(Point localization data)
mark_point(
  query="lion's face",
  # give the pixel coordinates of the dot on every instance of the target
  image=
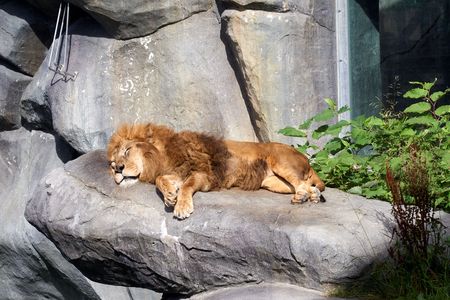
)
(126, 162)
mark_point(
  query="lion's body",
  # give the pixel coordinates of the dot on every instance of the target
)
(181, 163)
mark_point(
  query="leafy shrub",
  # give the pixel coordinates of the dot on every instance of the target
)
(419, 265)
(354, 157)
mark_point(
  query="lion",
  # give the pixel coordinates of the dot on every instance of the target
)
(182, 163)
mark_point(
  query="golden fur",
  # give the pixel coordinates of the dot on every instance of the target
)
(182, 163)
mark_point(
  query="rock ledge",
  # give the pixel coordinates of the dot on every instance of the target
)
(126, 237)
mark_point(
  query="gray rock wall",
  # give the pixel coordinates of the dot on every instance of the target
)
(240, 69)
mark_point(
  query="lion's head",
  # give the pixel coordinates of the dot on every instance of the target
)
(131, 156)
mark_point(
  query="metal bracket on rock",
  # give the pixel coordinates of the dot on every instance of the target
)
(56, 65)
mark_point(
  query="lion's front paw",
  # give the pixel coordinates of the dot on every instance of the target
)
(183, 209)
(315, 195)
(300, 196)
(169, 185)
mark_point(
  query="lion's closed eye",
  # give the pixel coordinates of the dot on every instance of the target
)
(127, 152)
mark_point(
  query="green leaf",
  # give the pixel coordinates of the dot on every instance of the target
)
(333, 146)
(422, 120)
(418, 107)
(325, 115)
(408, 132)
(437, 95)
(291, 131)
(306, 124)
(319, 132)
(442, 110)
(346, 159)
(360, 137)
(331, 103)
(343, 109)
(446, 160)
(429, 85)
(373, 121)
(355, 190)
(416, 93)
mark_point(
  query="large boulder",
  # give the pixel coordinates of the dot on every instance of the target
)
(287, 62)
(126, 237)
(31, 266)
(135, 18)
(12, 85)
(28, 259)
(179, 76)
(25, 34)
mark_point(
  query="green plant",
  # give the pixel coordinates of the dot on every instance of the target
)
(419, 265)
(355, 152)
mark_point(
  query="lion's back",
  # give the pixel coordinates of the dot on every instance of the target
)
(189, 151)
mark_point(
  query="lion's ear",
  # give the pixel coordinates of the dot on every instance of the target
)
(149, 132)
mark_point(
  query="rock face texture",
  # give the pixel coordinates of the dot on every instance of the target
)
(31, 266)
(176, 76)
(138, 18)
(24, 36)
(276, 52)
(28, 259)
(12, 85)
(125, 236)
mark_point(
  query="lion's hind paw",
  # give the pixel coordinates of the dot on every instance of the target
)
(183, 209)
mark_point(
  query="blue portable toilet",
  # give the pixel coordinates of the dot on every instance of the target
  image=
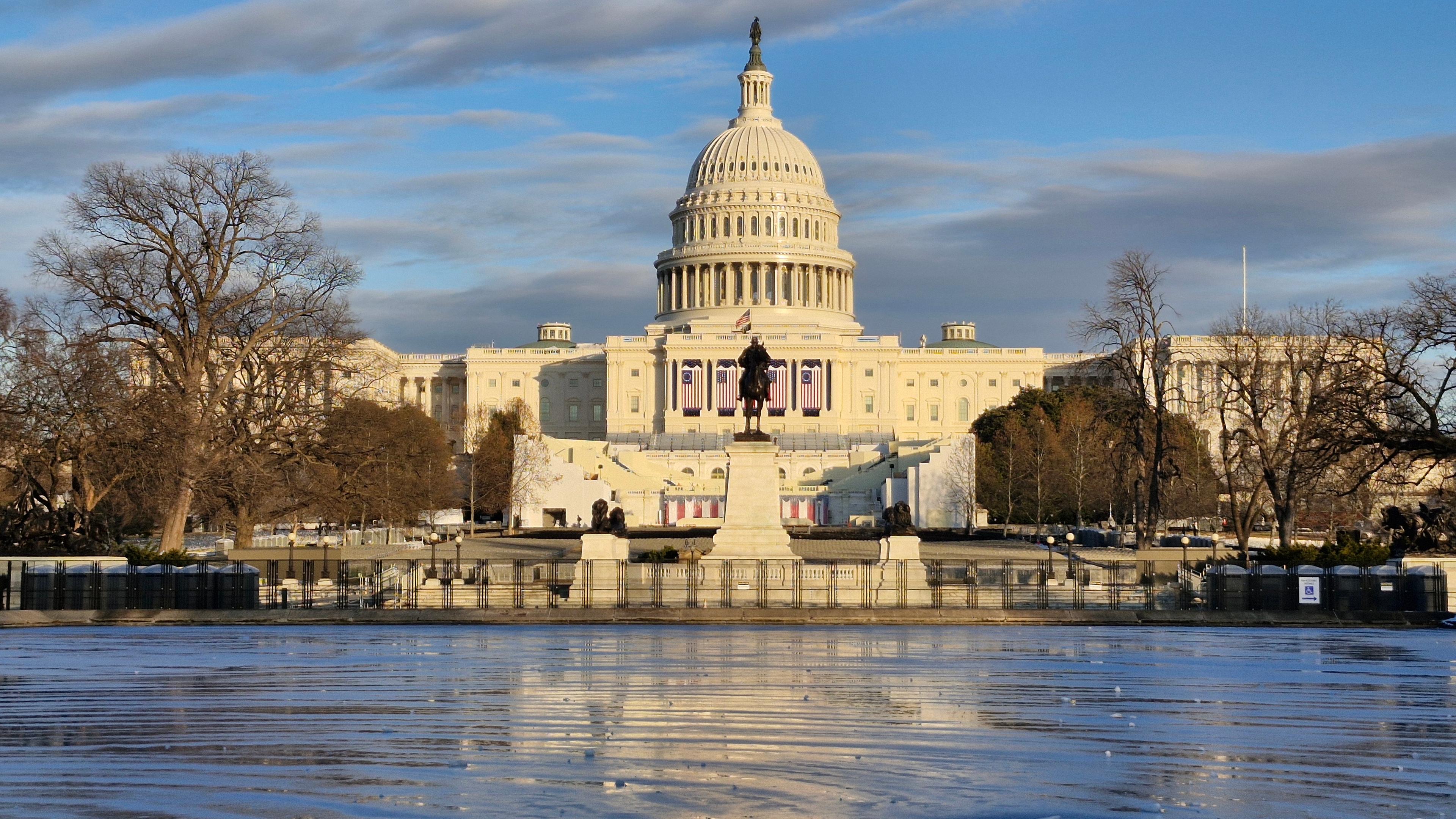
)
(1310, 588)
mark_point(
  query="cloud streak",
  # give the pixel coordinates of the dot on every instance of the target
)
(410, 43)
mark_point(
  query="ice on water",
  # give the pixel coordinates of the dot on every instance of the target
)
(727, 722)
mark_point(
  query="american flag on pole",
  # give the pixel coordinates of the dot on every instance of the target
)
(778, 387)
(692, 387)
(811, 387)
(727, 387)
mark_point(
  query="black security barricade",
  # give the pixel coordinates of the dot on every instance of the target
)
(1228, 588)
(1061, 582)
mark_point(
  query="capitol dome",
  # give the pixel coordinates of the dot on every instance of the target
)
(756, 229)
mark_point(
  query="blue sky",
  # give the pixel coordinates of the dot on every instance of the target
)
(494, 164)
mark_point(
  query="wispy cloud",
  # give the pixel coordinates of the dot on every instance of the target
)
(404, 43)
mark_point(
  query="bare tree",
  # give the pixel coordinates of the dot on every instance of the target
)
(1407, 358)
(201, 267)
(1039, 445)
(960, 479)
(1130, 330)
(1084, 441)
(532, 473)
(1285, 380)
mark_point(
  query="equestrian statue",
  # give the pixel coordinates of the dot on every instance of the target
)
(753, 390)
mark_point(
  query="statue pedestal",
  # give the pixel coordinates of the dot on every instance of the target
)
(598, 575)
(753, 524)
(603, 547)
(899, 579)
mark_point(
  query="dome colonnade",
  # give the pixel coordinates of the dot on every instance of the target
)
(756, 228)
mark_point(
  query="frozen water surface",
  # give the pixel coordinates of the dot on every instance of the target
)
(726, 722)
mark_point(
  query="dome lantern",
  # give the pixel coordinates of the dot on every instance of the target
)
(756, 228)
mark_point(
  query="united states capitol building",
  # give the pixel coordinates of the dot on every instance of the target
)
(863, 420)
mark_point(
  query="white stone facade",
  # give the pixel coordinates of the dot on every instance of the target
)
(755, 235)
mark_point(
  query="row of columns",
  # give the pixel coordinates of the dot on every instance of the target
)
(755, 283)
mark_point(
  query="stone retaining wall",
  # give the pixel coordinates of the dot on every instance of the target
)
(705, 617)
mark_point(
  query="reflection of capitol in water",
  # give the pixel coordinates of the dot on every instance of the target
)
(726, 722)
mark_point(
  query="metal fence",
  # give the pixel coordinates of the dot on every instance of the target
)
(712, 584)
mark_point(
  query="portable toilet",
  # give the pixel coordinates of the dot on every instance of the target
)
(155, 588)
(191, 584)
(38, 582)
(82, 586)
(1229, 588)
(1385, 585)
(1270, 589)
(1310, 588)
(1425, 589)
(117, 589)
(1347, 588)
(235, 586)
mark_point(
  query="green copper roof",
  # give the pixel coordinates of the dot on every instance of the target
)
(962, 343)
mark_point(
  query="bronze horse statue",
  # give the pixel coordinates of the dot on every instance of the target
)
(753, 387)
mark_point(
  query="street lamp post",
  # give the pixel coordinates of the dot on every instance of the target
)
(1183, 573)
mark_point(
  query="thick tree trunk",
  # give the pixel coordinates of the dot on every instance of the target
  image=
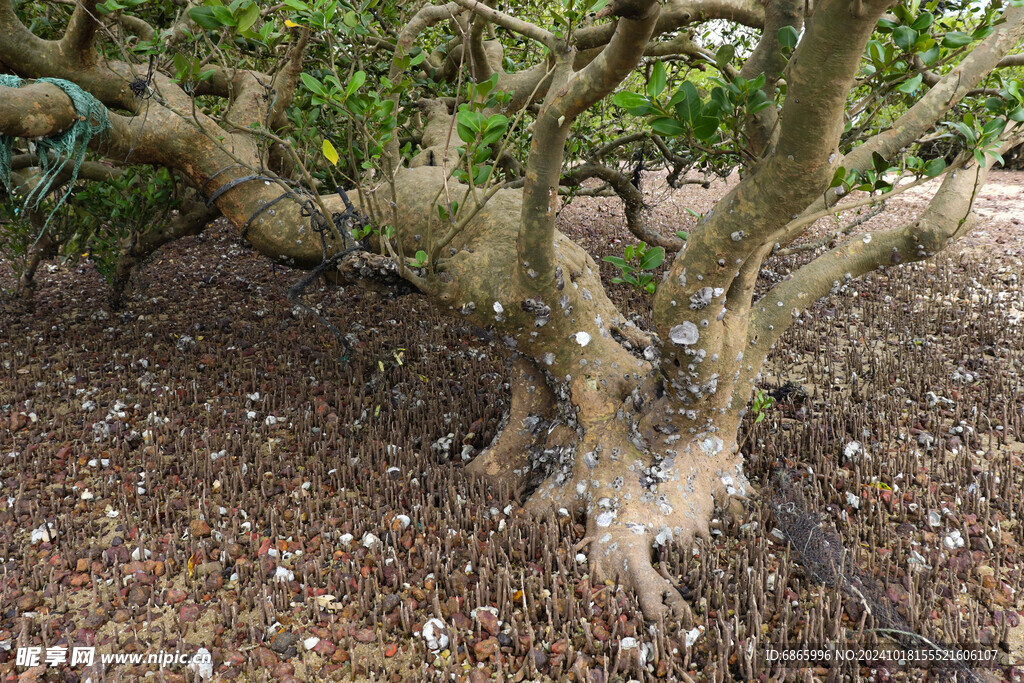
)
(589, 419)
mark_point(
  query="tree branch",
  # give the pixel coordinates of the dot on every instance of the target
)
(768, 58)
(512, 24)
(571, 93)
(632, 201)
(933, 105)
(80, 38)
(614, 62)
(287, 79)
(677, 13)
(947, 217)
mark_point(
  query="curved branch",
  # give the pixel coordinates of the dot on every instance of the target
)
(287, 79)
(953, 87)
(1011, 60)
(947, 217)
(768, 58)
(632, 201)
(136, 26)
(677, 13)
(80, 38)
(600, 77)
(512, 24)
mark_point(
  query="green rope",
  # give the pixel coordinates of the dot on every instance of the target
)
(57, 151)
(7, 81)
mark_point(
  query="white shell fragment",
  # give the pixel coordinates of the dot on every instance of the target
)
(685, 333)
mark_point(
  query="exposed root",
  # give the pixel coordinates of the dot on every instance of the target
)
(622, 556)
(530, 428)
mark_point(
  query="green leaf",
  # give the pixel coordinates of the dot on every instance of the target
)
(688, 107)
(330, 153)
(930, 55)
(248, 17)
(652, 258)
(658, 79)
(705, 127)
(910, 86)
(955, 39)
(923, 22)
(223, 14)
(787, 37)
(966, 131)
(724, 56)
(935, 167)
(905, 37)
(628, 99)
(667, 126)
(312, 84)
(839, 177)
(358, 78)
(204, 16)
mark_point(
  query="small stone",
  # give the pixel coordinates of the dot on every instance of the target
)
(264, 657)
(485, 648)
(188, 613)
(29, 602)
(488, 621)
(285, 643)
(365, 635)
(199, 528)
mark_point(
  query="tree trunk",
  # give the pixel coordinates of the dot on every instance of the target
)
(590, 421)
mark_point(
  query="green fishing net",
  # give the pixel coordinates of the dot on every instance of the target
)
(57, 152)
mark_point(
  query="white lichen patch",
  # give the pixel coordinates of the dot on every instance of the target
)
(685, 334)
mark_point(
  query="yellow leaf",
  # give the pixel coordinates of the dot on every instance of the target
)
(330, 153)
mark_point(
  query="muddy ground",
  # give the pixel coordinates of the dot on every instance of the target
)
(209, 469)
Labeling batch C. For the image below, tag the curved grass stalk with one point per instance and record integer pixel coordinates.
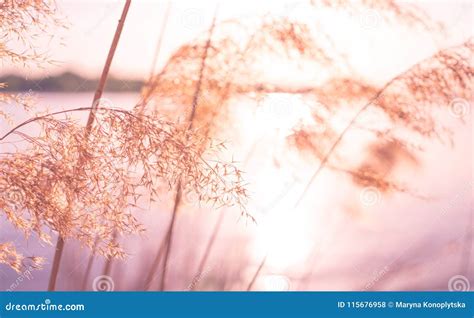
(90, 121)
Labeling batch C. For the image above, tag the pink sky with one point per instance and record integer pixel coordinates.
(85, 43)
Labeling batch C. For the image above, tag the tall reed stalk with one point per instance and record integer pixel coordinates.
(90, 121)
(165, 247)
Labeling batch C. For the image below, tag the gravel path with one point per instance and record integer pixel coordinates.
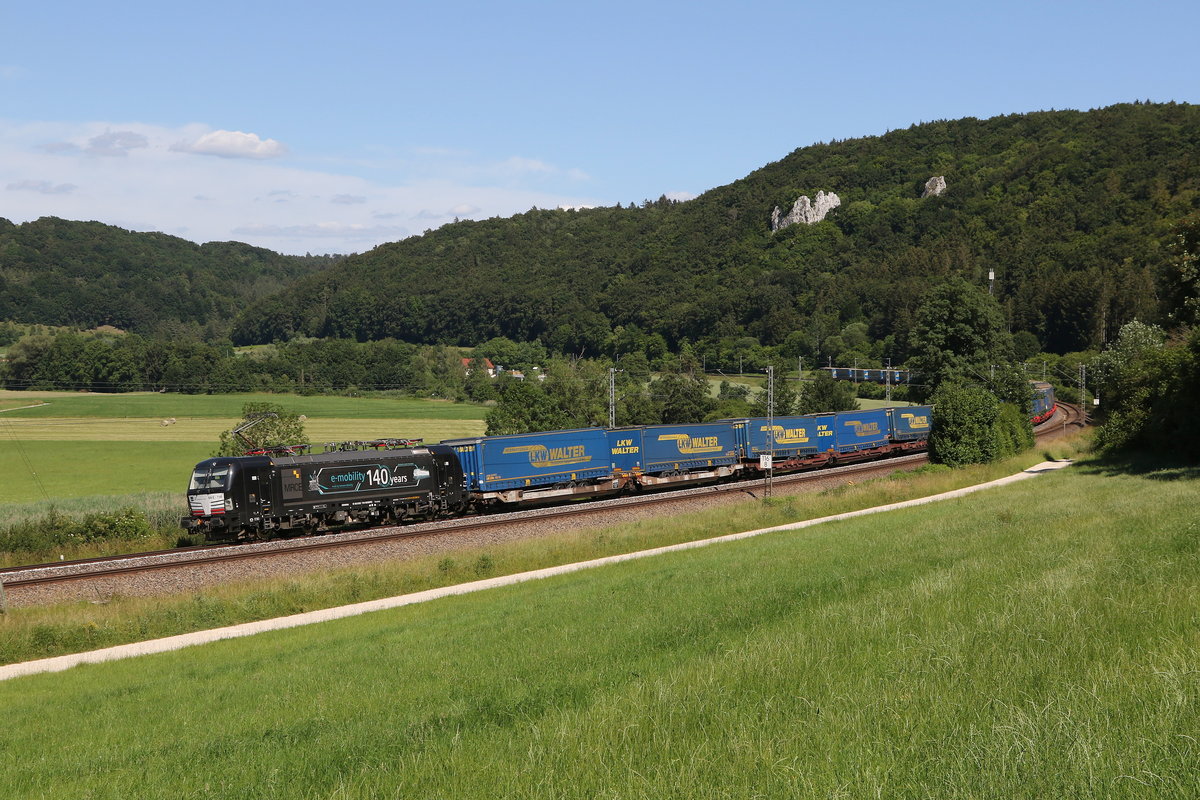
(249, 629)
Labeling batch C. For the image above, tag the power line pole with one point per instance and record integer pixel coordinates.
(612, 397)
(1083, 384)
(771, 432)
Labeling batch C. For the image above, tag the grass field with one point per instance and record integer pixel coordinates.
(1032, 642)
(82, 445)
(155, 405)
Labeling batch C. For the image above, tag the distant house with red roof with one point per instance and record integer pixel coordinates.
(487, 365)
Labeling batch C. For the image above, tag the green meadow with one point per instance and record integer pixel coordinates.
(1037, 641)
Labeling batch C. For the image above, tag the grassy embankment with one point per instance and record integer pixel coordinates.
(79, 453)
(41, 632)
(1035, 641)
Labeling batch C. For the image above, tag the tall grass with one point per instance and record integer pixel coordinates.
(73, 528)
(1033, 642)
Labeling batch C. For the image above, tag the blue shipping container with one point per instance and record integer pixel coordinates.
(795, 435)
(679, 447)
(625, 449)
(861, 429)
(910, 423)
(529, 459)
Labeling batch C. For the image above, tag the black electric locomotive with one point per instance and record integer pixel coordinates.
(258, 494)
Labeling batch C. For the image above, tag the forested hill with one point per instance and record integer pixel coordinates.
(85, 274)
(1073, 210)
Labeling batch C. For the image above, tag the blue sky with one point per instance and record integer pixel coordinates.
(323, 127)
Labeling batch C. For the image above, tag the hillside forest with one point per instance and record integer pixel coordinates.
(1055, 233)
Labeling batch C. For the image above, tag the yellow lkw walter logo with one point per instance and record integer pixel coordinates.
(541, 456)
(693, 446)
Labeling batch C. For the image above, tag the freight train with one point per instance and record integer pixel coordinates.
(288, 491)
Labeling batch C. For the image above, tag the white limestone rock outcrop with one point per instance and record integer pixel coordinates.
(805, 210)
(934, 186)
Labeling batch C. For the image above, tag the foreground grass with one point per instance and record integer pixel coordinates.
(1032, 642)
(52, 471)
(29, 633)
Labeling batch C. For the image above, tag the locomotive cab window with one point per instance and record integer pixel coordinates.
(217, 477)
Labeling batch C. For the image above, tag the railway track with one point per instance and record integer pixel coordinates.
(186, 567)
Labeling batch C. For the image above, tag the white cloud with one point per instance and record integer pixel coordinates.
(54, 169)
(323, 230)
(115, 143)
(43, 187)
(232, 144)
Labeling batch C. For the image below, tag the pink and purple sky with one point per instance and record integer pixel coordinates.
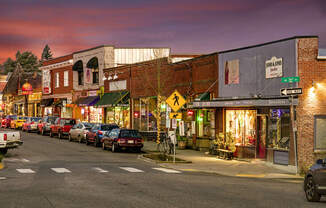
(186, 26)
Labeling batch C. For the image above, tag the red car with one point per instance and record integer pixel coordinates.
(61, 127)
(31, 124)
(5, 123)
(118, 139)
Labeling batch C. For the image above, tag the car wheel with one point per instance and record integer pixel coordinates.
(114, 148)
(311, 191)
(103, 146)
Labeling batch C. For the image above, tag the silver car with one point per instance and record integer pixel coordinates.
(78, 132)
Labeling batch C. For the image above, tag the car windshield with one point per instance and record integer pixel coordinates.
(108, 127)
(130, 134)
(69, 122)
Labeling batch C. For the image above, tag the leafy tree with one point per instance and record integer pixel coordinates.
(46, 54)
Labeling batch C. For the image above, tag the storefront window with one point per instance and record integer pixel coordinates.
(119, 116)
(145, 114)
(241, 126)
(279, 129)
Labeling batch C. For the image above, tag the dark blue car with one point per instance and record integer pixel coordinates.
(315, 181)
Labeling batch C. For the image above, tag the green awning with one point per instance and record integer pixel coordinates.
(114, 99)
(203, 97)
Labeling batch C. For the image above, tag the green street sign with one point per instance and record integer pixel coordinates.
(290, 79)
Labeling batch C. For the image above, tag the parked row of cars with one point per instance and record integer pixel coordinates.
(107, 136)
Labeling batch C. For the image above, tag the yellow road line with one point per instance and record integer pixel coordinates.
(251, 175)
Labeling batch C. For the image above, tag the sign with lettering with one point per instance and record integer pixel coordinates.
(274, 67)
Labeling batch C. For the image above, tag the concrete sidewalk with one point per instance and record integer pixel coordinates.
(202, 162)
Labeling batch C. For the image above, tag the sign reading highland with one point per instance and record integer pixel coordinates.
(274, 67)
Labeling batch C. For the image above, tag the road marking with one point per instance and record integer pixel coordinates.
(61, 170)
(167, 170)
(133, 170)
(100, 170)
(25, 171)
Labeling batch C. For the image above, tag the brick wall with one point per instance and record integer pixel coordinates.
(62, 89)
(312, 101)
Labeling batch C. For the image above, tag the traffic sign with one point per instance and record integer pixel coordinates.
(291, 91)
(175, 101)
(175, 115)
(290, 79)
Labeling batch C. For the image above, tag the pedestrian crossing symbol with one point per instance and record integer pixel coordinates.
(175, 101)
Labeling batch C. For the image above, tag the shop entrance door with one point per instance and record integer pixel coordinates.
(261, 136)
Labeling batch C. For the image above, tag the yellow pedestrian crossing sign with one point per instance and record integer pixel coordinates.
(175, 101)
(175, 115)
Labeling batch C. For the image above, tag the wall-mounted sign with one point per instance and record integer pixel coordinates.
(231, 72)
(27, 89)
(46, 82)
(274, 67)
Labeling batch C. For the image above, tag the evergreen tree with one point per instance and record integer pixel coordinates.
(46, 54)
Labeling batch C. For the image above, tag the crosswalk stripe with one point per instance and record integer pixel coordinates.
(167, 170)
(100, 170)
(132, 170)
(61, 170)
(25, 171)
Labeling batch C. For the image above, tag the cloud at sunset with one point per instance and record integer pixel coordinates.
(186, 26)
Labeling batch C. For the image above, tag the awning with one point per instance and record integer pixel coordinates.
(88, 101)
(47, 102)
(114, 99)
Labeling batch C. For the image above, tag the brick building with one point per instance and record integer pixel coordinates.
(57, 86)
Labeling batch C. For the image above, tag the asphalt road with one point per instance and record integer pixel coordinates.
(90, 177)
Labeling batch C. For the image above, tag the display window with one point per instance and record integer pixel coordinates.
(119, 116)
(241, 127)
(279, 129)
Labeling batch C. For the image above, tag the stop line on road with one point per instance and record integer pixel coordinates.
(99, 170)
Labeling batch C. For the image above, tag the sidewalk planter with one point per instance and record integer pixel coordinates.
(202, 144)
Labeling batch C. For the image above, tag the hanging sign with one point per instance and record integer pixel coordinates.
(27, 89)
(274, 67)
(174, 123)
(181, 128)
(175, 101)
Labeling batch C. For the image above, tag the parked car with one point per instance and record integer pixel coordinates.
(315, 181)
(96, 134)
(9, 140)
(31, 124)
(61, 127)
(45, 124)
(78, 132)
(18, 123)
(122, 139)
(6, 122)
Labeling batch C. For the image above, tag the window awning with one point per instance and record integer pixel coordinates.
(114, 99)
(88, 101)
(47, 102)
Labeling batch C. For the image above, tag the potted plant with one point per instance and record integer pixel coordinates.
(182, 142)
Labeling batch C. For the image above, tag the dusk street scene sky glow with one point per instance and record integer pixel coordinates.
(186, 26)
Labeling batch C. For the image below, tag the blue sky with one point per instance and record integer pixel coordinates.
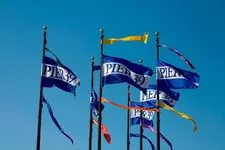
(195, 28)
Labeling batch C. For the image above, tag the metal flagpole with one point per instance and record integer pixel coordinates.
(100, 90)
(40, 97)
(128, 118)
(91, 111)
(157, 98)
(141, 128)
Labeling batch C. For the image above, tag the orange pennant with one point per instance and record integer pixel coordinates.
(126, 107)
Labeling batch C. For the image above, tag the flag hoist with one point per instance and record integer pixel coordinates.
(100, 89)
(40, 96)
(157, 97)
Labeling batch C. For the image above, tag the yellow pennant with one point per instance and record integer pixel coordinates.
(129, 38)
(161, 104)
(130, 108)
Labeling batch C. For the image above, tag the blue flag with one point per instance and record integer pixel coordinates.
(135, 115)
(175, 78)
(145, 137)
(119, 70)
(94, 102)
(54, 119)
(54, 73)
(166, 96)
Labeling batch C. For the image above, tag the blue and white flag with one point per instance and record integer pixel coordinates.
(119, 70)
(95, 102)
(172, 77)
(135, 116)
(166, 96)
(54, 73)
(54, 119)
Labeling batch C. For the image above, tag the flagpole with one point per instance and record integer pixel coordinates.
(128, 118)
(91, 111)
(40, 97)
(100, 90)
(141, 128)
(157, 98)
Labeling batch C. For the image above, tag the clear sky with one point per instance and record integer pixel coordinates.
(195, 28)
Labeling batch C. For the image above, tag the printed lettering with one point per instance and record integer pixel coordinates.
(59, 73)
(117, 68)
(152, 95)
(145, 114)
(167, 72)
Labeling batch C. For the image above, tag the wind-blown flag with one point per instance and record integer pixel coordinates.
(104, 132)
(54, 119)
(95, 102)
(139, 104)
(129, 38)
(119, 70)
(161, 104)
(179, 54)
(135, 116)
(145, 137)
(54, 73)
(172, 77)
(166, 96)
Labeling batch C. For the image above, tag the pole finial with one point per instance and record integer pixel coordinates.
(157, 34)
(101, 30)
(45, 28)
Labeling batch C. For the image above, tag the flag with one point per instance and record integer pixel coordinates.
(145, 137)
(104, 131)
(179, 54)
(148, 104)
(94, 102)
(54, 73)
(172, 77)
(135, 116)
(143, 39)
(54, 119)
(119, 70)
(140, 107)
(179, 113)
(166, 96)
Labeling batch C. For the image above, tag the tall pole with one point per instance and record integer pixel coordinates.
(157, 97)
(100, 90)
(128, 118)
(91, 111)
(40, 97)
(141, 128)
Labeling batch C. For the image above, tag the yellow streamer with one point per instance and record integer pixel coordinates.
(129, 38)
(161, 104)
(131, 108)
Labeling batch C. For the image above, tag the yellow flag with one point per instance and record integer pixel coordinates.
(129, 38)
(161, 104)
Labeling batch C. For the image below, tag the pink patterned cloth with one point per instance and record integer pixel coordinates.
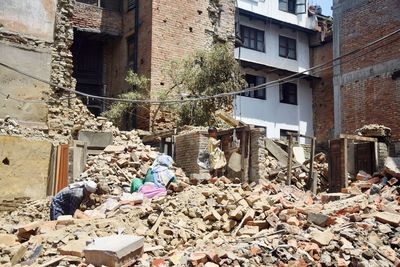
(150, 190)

# [Exercise requirements]
Wherever a line above includes the string "dome", count it; give only the final tally.

# [Result for this task]
3